* Your goal
Retype the listing below exactly, beginning at the line that contains "Target: church steeple" and ending with its last line.

* Task inputs
+ + +

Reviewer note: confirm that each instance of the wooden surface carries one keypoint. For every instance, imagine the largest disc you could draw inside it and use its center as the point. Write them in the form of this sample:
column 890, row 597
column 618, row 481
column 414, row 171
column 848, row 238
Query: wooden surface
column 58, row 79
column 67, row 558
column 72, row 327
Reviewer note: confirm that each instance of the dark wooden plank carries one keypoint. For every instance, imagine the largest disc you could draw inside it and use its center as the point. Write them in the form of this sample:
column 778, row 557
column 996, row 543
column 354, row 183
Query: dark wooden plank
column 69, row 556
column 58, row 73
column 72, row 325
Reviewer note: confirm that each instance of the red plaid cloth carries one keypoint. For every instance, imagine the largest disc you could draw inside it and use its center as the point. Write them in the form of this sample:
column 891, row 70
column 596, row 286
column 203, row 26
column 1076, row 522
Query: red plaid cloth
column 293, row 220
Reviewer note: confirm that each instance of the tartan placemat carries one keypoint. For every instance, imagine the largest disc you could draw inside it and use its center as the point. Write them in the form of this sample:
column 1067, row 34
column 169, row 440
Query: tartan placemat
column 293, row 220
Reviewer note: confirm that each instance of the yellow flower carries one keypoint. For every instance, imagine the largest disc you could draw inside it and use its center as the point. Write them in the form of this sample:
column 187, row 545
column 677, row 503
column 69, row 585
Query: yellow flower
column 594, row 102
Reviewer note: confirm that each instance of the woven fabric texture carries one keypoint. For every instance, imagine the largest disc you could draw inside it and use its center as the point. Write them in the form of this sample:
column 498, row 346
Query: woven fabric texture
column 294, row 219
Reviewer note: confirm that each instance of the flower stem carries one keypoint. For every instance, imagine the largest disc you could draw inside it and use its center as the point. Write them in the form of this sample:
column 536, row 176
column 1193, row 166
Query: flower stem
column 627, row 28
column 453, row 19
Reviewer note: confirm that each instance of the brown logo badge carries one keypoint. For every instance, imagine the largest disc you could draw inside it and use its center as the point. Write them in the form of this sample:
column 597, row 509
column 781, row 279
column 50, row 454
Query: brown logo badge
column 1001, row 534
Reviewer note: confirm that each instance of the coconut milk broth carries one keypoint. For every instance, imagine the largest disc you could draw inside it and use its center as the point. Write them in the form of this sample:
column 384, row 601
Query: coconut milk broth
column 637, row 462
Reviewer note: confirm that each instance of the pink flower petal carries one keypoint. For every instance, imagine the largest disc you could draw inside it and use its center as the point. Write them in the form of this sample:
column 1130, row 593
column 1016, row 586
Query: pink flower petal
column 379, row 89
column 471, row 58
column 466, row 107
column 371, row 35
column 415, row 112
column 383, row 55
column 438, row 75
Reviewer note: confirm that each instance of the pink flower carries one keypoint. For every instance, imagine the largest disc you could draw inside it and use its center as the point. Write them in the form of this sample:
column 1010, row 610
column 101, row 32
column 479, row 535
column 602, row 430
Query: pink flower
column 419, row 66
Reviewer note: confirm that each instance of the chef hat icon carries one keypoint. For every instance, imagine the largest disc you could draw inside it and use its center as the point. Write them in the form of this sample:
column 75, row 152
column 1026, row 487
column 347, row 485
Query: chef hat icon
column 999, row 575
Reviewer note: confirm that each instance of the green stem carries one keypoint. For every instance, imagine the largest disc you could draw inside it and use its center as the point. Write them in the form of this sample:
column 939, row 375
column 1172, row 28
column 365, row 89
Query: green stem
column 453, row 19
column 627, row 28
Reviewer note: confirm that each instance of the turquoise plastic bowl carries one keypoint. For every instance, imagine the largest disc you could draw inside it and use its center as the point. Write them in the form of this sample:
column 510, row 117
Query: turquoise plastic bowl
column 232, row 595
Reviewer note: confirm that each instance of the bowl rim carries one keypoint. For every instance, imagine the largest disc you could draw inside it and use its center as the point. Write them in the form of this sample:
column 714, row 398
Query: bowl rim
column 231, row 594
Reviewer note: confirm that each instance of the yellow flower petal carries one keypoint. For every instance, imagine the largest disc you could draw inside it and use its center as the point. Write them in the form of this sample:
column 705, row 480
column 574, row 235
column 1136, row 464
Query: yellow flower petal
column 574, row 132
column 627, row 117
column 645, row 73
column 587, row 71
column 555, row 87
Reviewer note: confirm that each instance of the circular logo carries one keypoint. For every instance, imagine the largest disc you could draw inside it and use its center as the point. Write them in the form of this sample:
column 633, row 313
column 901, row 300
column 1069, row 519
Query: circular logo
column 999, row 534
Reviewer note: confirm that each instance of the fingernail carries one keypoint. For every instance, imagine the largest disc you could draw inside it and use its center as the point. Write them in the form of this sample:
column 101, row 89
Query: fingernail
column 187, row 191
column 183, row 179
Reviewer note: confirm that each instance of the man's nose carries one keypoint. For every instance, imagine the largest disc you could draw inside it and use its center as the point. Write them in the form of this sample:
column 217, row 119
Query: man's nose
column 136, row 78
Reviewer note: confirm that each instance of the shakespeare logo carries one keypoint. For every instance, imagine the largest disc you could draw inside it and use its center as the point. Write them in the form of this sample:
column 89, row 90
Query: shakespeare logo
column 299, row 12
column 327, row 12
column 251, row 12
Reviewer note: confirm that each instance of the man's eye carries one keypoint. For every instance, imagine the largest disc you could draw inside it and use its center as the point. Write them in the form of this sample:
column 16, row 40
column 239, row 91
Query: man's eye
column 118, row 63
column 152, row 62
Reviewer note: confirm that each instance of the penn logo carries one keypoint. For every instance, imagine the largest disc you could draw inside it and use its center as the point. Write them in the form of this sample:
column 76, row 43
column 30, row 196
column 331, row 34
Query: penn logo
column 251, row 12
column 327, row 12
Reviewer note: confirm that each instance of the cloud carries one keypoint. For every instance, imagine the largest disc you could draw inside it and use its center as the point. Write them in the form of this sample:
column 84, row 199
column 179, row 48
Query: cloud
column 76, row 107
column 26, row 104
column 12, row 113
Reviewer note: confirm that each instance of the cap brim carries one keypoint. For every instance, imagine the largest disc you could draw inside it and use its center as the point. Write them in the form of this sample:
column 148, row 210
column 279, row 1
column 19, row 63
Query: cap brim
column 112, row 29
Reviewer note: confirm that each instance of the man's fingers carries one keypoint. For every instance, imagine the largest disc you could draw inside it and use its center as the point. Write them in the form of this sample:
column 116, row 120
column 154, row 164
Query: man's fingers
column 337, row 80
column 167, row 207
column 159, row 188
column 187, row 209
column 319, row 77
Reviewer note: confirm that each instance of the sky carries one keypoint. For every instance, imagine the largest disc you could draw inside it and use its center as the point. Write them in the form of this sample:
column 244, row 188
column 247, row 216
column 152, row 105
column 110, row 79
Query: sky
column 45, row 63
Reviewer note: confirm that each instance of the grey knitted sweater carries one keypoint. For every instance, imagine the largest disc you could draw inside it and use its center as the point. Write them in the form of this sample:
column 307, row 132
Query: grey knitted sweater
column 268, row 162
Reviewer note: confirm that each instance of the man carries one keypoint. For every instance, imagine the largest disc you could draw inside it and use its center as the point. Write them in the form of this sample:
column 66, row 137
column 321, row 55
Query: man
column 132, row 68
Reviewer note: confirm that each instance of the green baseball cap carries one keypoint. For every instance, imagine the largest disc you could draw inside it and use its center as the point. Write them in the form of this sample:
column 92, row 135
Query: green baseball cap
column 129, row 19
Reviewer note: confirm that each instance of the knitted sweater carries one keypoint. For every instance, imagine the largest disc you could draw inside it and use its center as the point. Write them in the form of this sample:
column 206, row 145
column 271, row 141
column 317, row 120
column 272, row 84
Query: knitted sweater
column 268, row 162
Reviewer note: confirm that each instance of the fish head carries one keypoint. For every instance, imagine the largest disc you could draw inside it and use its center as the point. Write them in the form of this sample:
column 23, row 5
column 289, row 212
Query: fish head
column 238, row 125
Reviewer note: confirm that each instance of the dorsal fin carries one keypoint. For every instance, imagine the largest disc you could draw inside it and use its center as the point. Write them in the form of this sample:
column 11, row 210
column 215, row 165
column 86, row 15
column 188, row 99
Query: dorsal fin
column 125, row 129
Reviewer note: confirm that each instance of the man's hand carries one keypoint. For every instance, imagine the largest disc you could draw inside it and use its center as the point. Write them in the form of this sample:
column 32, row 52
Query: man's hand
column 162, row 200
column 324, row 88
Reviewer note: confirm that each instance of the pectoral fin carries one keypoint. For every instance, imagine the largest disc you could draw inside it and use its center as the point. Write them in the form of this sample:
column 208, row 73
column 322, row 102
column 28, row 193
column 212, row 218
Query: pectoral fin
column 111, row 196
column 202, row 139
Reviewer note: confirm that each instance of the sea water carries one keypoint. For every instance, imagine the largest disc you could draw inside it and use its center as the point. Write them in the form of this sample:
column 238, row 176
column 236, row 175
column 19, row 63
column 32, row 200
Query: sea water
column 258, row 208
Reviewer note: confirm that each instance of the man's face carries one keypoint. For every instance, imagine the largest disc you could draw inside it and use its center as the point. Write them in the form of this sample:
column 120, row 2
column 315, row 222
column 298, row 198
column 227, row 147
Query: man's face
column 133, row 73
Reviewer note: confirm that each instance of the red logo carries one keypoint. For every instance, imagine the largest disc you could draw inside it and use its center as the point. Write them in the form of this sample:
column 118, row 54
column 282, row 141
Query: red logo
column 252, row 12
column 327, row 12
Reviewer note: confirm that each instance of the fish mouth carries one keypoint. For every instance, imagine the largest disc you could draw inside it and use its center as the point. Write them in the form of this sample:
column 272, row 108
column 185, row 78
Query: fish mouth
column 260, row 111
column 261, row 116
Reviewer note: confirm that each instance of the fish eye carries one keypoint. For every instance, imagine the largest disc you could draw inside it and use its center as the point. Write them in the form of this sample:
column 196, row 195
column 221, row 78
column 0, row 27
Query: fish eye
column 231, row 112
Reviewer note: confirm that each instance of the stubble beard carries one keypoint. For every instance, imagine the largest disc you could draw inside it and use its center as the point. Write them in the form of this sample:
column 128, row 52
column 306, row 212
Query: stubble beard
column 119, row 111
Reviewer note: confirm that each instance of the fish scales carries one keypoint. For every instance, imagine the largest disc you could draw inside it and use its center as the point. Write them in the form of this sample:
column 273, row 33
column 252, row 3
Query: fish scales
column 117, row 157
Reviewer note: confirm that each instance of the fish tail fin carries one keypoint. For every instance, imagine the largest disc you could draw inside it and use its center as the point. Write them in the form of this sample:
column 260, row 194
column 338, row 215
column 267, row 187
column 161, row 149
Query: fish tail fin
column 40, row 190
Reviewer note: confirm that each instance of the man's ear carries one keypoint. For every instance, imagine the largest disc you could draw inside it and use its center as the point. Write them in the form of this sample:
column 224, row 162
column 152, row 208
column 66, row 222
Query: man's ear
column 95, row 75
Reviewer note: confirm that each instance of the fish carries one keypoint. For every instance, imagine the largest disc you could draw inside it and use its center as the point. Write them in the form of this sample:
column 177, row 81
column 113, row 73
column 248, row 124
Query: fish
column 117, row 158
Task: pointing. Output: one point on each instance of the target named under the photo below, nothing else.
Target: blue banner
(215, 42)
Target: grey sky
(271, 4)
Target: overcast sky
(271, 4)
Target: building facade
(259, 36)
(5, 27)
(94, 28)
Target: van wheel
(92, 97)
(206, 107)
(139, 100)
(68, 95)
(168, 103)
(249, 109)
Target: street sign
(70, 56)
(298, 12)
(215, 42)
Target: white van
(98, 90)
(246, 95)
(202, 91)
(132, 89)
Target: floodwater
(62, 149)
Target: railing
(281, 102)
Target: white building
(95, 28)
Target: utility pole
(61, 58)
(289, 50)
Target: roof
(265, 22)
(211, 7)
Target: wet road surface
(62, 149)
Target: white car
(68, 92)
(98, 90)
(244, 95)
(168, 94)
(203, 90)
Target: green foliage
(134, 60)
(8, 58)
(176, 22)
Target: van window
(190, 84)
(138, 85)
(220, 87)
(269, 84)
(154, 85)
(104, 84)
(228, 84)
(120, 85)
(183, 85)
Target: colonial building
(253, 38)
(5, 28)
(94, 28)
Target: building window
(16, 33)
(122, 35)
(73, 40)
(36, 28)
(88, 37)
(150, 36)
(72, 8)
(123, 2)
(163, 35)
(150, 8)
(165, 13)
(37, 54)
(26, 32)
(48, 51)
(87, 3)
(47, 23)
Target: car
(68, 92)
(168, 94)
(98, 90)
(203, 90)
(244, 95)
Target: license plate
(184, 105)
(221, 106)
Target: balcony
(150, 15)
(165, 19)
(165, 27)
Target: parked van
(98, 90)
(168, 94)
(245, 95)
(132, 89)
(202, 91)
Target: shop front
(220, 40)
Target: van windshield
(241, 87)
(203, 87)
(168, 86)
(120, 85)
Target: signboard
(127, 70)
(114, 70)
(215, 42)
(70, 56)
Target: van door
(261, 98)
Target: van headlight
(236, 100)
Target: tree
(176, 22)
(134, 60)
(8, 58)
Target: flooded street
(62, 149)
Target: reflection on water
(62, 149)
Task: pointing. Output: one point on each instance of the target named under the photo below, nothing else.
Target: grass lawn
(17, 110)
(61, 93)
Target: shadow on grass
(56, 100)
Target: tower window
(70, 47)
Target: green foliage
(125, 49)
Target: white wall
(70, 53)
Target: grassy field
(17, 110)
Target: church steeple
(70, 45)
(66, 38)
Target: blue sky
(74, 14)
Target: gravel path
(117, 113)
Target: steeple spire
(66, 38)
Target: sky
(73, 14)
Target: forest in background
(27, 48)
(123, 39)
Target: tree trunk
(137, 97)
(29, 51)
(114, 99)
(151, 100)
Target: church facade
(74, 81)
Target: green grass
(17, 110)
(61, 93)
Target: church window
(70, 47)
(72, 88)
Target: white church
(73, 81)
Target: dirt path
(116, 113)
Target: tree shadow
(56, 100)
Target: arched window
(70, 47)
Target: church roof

+ + +

* Solution below
Target: church steeple
(70, 45)
(66, 38)
Target: blue sky
(74, 14)
Target: gravel path
(117, 113)
Target: steeple spire
(66, 38)
Target: sky
(73, 14)
Target: forest in background
(27, 48)
(123, 39)
Target: tree trunk
(137, 97)
(29, 51)
(114, 99)
(151, 100)
Target: church facade
(74, 81)
Target: green grass
(17, 110)
(61, 93)
Target: church window
(70, 47)
(72, 88)
Target: white church
(73, 81)
Target: dirt path
(116, 113)
Target: tree shadow
(56, 100)
Target: arched window
(70, 47)
Target: church roof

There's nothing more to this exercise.